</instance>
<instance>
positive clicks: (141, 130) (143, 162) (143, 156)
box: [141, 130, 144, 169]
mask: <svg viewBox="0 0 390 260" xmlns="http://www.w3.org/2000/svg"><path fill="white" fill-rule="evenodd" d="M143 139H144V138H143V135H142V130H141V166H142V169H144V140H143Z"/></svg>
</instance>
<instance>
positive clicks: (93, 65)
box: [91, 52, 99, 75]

-------------------------

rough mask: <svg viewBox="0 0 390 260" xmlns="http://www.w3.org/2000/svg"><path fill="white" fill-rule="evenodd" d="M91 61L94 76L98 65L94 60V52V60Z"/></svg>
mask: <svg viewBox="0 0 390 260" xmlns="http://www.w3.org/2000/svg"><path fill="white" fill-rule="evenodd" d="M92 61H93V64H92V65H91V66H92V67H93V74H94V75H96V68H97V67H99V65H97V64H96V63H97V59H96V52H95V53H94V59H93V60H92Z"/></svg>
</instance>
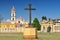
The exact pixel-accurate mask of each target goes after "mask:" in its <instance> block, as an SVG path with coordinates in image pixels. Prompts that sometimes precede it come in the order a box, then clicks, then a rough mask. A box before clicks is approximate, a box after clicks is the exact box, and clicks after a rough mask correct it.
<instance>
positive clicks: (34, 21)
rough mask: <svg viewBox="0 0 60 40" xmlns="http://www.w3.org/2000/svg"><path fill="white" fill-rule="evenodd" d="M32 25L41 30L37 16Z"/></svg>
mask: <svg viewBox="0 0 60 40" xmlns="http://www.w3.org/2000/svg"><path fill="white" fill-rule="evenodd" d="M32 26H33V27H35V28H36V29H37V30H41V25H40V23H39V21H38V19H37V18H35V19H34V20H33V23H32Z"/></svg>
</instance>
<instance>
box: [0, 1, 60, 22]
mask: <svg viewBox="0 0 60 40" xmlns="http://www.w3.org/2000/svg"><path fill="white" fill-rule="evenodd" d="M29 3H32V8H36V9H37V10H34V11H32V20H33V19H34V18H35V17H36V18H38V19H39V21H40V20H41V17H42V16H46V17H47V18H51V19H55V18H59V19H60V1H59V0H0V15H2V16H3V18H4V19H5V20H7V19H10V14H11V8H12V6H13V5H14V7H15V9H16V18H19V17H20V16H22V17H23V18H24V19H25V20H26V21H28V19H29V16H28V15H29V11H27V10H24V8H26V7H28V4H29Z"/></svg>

-------------------------

**About this exercise:** Output the lines of the records above exactly as they appear, from the line containing "The exact pixel-accurate" through the line containing "positive clicks: (34, 21)".

**Solution for this exercise:**
The exact pixel-accurate mask of each target goes after "mask:" in its <instance> block, as an SVG path with coordinates in image pixels. Prompts that sometimes precede it come in the order a box, then clicks, then a rough mask. A box before clicks is approximate, a box after clicks is the exact box, and clicks after a rough mask correct it.
<instance>
positive clicks: (34, 21)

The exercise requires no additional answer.